REQUIREMENT 1 ▸ In the article on "Ready 'n' Steady," what chart position did the song reach on June 23, 1979?
REQUIREMENT 2 ▸ Print the part of the article on "Ready 'n' Steady" from "- Recorded: 1979" to "a regional performer.".

Song by D. A.
- Recorded: 1979
- Genre: Pop rock
- Length: 3:15
- Label: Rascal
- Songwriters: D. A. Lucchesi; Jim Franks;

Audio sample
- file; help;

= Ready 'n' Steady =

1979 song by D.A.

"Ready 'n' Steady" is a song by American musicians Dennis Lucchesi and Jim Franks, recorded in 1979. The song appeared on Billboard's Bubbling Under the Hot 100 chart for three weeks in June 1979, despite not being released as a record, and possibly not even receiving airplay. The song was credited to Lucchesi's first and middle initials, D. A., which he had used as his stage name as a regional performer.

For decades, the identity of D.A. was unknown. Further, no evidence of the song, nor any recording of it, could be found. This led many record collectors to consider the song a "phantom record" that possibly did not even exist. In 2016, researcher Paul Haney used copyright records to trace and find the recording, giving the song its first known public exposure.

==On the Billboard Bubbling Under chart==
The June 16, 1979, issue of Billboard listed 10 records on its Bubbling Under Hot 100 Singles chart, a chart which lists songs ranking just below entry onto the magazine's main chart, the Billboard Hot 100; the Bubbling Under rankings began with position number 101. One of these was "Ready 'n' Steady" by D.A., listed at the number 106 position (sixth among the ten Bubbling Under records). The record, listed as being released on the Rascal label, moved up to number 103 on June 23, then up to number 102 the following week before disappearing from the chart.

Records of labeled points ▸
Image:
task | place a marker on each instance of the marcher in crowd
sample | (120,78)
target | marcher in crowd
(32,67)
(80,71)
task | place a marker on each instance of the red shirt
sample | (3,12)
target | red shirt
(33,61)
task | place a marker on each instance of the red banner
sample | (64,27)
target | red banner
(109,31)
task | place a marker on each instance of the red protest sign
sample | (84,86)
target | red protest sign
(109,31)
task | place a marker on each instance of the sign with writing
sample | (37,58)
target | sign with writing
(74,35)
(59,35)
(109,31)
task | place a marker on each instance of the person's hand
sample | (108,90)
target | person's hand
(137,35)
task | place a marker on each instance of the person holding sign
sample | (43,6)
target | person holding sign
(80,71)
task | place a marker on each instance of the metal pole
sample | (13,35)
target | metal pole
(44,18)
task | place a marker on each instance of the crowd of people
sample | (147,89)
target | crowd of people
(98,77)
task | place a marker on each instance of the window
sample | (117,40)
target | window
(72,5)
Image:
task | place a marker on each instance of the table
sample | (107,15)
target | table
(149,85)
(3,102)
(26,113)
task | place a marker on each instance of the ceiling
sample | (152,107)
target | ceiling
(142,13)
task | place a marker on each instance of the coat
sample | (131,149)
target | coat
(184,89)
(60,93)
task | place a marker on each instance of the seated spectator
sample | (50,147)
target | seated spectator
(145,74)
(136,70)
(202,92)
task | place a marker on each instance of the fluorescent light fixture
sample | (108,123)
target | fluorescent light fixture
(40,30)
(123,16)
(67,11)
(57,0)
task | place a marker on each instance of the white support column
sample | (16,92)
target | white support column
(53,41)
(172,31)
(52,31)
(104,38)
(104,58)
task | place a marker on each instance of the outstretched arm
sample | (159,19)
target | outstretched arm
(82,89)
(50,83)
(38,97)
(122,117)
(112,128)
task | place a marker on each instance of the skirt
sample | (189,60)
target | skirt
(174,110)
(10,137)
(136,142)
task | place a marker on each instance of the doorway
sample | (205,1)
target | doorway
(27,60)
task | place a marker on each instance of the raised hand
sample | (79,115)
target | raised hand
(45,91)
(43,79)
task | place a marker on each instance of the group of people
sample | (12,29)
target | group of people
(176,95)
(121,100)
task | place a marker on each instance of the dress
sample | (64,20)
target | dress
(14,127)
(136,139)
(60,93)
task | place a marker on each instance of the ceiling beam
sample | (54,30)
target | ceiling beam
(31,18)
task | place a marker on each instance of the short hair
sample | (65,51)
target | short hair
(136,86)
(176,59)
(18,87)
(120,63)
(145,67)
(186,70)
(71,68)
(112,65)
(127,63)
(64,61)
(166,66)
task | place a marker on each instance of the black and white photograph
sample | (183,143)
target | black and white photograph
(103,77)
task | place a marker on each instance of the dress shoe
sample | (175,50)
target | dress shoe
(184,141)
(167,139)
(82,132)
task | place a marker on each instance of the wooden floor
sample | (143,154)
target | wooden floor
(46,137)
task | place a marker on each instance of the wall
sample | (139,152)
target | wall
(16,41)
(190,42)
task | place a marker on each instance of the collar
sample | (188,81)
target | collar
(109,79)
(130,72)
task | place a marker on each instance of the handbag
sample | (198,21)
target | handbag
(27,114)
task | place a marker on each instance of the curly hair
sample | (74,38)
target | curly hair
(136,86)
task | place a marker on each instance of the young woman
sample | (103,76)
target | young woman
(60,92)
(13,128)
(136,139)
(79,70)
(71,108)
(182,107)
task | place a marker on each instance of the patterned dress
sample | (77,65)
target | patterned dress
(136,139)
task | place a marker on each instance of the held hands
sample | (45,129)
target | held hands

CORRECT RESULT 1 ▸ Number 103.

CORRECT RESULT 2 ▸
- Recorded: 1979
- Genre: Pop rock
- Length: 3:15
- Label: Rascal
- Songwriters: D. A. Lucchesi; Jim Franks;

Audio sample
- file; help;

= Ready 'n' Steady =

1979 song by D.A.

"Ready 'n' Steady" is a song by American musicians Dennis Lucchesi and Jim Franks, recorded in 1979. The song appeared on Billboard's Bubbling Under the Hot 100 chart for three weeks in June 1979, despite not being released as a record, and possibly not even receiving airplay. The song was credited to Lucchesi's first and middle initials, D. A., which he had used as his stage name as a regional performer.